::: Raw data

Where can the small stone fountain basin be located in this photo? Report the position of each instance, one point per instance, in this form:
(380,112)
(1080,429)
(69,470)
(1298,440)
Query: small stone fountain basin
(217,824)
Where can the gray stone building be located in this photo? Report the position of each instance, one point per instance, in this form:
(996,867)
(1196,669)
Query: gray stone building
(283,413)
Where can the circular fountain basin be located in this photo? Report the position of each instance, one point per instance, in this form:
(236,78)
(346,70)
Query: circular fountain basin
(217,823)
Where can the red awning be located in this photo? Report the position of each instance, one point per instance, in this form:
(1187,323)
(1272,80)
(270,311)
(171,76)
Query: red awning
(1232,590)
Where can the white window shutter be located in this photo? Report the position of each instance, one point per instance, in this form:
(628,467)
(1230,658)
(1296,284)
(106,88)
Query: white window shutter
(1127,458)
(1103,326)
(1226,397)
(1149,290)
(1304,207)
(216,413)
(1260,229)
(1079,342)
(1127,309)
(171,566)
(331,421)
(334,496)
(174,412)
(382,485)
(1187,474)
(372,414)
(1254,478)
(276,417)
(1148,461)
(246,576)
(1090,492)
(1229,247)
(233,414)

::::::

** What is required **
Go through the listing and print each line exactly as it appears.

** Completed exercise **
Where can the small stone fountain basin be located in this photo? Report the position of each instance, one point per instance, in this form:
(380,112)
(1080,429)
(69,470)
(1298,440)
Query: small stone fountain basin
(217,824)
Where can the gray stone building be located in this photo? Report the position of each instance, one point per instance, in this form:
(996,867)
(1196,669)
Query: gray stone building
(283,413)
Where can the circular fountain basin be located in this photo? Report the position of each instance, one point per instance, in this form:
(236,78)
(346,70)
Query: circular fountain basin
(217,823)
Where can the red awning be located in this photo? Report the position of each instance, one point per instance, in this form:
(1187,323)
(1272,80)
(270,311)
(171,76)
Query: red awning
(1232,590)
Where can the white window shutter be located in this photo? Report the position of each instance, one point per instance, in this form:
(628,467)
(1230,658)
(1296,284)
(106,88)
Query: white window shutter
(1127,458)
(1103,326)
(1226,397)
(1149,290)
(1304,207)
(216,413)
(1260,229)
(1079,342)
(1127,309)
(171,566)
(331,421)
(334,496)
(174,412)
(382,485)
(1187,474)
(372,414)
(1254,478)
(276,417)
(1148,461)
(246,576)
(1090,492)
(1229,247)
(233,414)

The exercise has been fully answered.